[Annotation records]
★ ★ ★ ★ ★ ★ ★
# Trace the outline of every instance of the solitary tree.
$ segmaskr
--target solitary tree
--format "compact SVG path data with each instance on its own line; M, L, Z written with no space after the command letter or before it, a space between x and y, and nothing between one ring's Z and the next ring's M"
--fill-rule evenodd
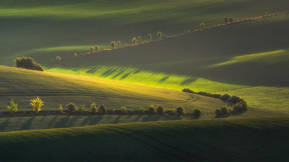
M93 52L93 48L92 47L90 47L90 48L89 48L89 51L90 51L90 53L92 53Z
M113 49L114 48L114 47L115 47L115 42L114 42L114 41L111 41L111 42L110 42L110 46L111 46Z
M225 22L225 23L226 24L228 23L228 18L227 18L227 17L224 18L224 21Z
M99 105L98 107L98 108L100 112L102 112L103 114L105 114L107 112L107 110L106 110L106 107L103 104L101 104Z
M139 36L138 37L138 44L142 43L142 38L140 37L140 36Z
M121 41L118 41L116 42L116 46L117 46L118 47L119 47L121 46Z
M13 99L11 99L11 101L10 101L10 105L11 105L11 106L7 106L7 108L12 113L17 112L17 110L18 110L17 107L18 103L16 104L14 103L14 102L13 102Z
M201 26L201 28L203 29L205 27L205 24L204 23L201 23L200 25Z
M162 36L162 32L160 31L158 32L157 35L158 35L158 37L159 37L159 39L161 39L161 37Z
M91 108L90 108L90 111L91 111L92 112L96 112L96 111L97 110L97 108L96 107L96 104L94 103L94 102L93 102L92 104L91 104L91 106L90 106Z
M234 21L234 19L231 17L229 17L229 21L230 22L232 22L233 21Z
M98 49L99 49L98 46L94 46L94 49L96 51L98 51Z
M39 111L41 110L40 108L41 106L43 105L42 103L43 103L43 101L41 101L41 99L39 99L38 97L35 99L31 100L31 103L30 104L32 105L33 107L33 110L36 112L36 113L38 113Z
M185 114L185 112L183 106L179 106L176 108L176 114L178 116L180 116Z
M162 105L158 105L155 110L157 111L157 113L159 115L162 115L164 113L164 108Z
M77 108L77 107L75 106L75 105L73 103L71 103L67 105L66 106L66 107L67 108L67 109L68 110L71 112L73 112L74 111L76 110L76 109Z
M131 39L131 41L132 41L132 43L134 44L136 43L136 39L135 37L134 37L134 38Z
M151 34L149 34L147 35L148 38L149 39L149 41L151 42Z

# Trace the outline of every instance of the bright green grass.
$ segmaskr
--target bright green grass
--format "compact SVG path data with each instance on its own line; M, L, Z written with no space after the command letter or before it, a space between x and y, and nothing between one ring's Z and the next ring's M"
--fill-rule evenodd
M288 4L284 0L1 1L0 65L12 66L23 55L46 63L95 45L107 47L112 40L123 45L139 35L147 39L149 33L154 40L159 31L178 34L199 29L202 22L219 24L225 16L238 20L284 12Z
M2 132L0 160L284 161L288 122L266 117Z
M104 104L108 110L147 109L153 104L165 109L181 105L188 112L199 108L209 117L214 116L215 108L229 105L227 101L193 95L173 89L162 88L85 76L72 76L34 71L0 66L0 110L8 110L12 98L18 104L18 111L32 110L29 103L39 97L43 101L42 110L64 108L73 102L86 105L90 109L92 102Z
M203 114L200 118L214 118L213 110ZM193 116L163 115L49 115L32 116L6 116L0 118L0 132L81 127L100 124L143 122L199 118ZM248 107L247 111L229 118L256 116L289 116L289 113Z
M0 118L0 132L65 128L116 124L197 119L160 115L47 116Z
M289 76L288 19L285 14L247 20L45 66L56 73L236 93L251 105L288 112L289 102L283 102L288 96L282 95L289 91L288 83L262 87ZM224 91L252 86L262 88Z

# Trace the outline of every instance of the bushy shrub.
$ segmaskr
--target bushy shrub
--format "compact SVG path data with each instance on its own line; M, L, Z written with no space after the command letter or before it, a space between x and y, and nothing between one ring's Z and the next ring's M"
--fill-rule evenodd
M79 112L83 112L85 110L85 105L80 105L77 108L77 111Z
M175 109L171 109L164 110L165 113L170 115L175 115L176 114Z
M193 115L195 117L199 117L202 114L202 112L201 110L197 108L194 108L193 110Z
M73 113L74 112L77 108L73 103L71 103L66 106L66 107L70 112Z
M157 113L159 115L162 115L164 113L164 108L162 106L160 105L159 105L157 106L155 110L156 110Z
M58 108L58 110L59 110L59 112L62 112L62 105L61 105L61 104L60 104L59 105L59 108Z
M145 109L143 108L140 106L140 114L143 115L144 115Z
M149 108L148 110L149 112L149 113L151 114L154 114L155 113L155 108L153 107L153 105L151 105L149 106Z
M121 112L123 114L127 114L127 112L126 110L126 107L125 106L123 106L121 107Z
M230 114L230 110L227 106L223 106L221 108L221 112L224 114Z
M147 38L149 41L151 42L151 34L148 34L147 35Z
M226 24L228 23L228 18L227 18L227 17L224 18L224 21L225 22L225 23Z
M35 62L30 57L16 57L14 59L14 66L17 67L42 71L44 71L40 64Z
M114 49L115 47L115 42L114 41L112 41L110 42L110 46L113 49Z
M99 48L98 47L98 46L94 46L94 49L96 51L98 51Z
M158 35L158 37L159 37L159 39L161 39L161 37L162 37L162 32L159 31L158 32L158 33L157 34L157 35Z
M96 107L96 104L94 102L93 102L90 106L90 111L93 113L95 113L97 110L97 108Z
M229 21L230 22L232 22L233 21L234 21L234 19L232 17L230 17L229 18Z
M41 101L41 99L39 99L38 97L37 97L37 98L34 99L32 99L31 103L30 104L32 105L32 106L33 106L33 111L35 112L36 114L37 114L39 111L41 110L40 108L41 107L41 106L44 105L42 103L43 103L43 101Z
M138 37L138 44L142 43L142 38L140 37L140 36L139 36Z
M10 106L7 106L7 108L11 112L14 113L17 112L18 110L18 103L15 104L13 102L13 99L11 99L10 101Z
M134 109L130 109L129 111L130 111L129 113L131 115L133 115L134 112Z
M136 39L135 37L134 37L134 38L131 39L131 41L132 41L132 43L134 44L136 43Z
M117 46L118 47L119 47L119 46L121 46L121 41L118 41L116 42L116 46Z
M223 114L220 109L216 109L215 110L215 114L217 116L220 116Z
M237 102L239 102L242 100L243 99L240 98L240 97L234 95L231 96L229 101L230 102L231 102L233 103L236 104Z
M189 88L184 88L181 90L182 91L184 92L187 92L188 93L190 93L194 94L194 92L193 91L191 90Z
M185 109L184 109L183 106L179 106L176 108L176 114L178 116L184 115L186 113Z
M201 23L201 24L200 24L200 26L202 29L203 29L205 28L205 24L204 23Z
M98 109L99 110L99 111L104 114L106 114L107 112L106 107L103 104L101 104L99 105L99 106L98 107Z
M231 96L230 96L229 95L228 95L228 94L225 94L225 95L222 95L222 97L221 97L221 99L225 101L229 101L229 99L230 98L231 98Z

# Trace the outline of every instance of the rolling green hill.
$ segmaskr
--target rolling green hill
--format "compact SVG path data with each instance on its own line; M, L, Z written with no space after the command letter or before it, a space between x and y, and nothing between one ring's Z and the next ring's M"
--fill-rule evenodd
M36 0L0 2L0 65L12 66L23 55L41 64L88 51L90 46L122 45L139 35L157 39L220 24L225 16L236 20L283 12L284 0L190 0L176 1Z
M236 93L251 105L288 112L288 13L247 20L45 66L56 73Z
M0 160L284 161L288 122L185 120L1 132ZM21 154L11 151L16 148Z
M165 108L181 105L188 112L195 107L213 115L215 108L230 103L213 98L192 95L180 91L143 85L94 77L58 74L0 66L0 106L7 111L12 98L18 104L19 111L32 110L30 100L38 96L44 101L42 110L58 110L60 104L71 102L77 106L92 102L104 104L109 110L147 109L151 104Z

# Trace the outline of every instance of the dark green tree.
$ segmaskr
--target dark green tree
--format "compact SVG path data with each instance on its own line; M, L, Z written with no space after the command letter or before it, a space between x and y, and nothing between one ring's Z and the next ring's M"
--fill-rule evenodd
M201 24L200 24L200 26L201 26L201 27L202 29L203 29L205 28L205 24L204 23L201 23Z
M151 42L151 34L148 34L147 35L147 38L149 39L149 41Z
M40 64L35 62L30 57L22 56L16 57L14 59L14 66L17 67L29 70L43 71L44 69Z
M110 42L110 46L112 48L112 49L114 49L115 47L115 42L114 41L112 41Z
M140 37L140 36L139 36L138 37L138 44L142 43L142 38Z
M159 39L161 39L161 37L162 37L162 32L159 31L158 32L158 33L157 34L157 35L158 35L158 37L159 37Z
M224 21L225 22L225 23L226 24L228 23L228 18L227 18L227 17L224 18Z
★ ★ ★ ★ ★ ★ ★
▸ Exercise objective:
Every line from the one containing "# Trace the outline of every instance of the rolling" through the last line of the entries must be written out verbatim, and no other line.

▸ Correct response:
# Trace the outline of every instance of the rolling green hill.
$ segmaskr
--target rolling green hill
--format "compact SVG path data with each instance on its own line; M, L, Z written with no space after the command letter or before it, a space between x and y, and nothing between one ring's Z and the next ring's M"
--fill-rule evenodd
M36 0L0 2L0 65L12 66L23 55L41 64L88 51L90 46L122 45L139 35L157 39L220 24L225 16L236 20L283 12L284 0L190 0L176 1Z
M236 93L251 105L288 112L288 13L247 20L45 66L56 73Z
M0 160L284 161L288 122L185 120L1 132ZM21 154L11 151L16 148Z
M165 108L181 105L188 112L195 107L213 115L215 108L230 103L213 98L192 95L180 91L143 85L94 77L58 74L0 66L0 106L7 111L12 98L18 104L19 111L32 110L30 100L38 96L44 101L42 110L58 110L60 104L71 102L77 106L92 102L104 104L109 110L147 109L151 104Z

# Trace the outline of every instance of the dark green tree.
$ segmaskr
--target dark green tree
--format "compact SVG path data with each instance on its own line; M, L, Z written with no space after the command letter or before it, a space between x and y, and nothing between one ring's Z and the next ring's M"
--fill-rule evenodd
M201 24L200 24L200 26L201 26L201 27L202 29L203 29L205 28L205 24L204 23L201 23Z
M151 42L151 34L148 34L147 35L147 38L149 39L149 41Z
M40 64L35 62L30 57L22 56L16 57L14 59L14 66L17 67L29 70L43 71L44 69Z
M110 42L110 46L112 48L112 49L114 49L115 47L115 42L114 41L112 41Z
M140 37L140 36L139 36L138 37L138 44L142 43L142 38Z
M159 39L161 39L161 37L162 37L162 32L159 31L158 32L158 33L157 34L157 35L158 35L158 37L159 37Z
M224 21L225 22L225 23L226 24L228 23L228 18L227 18L227 17L224 18Z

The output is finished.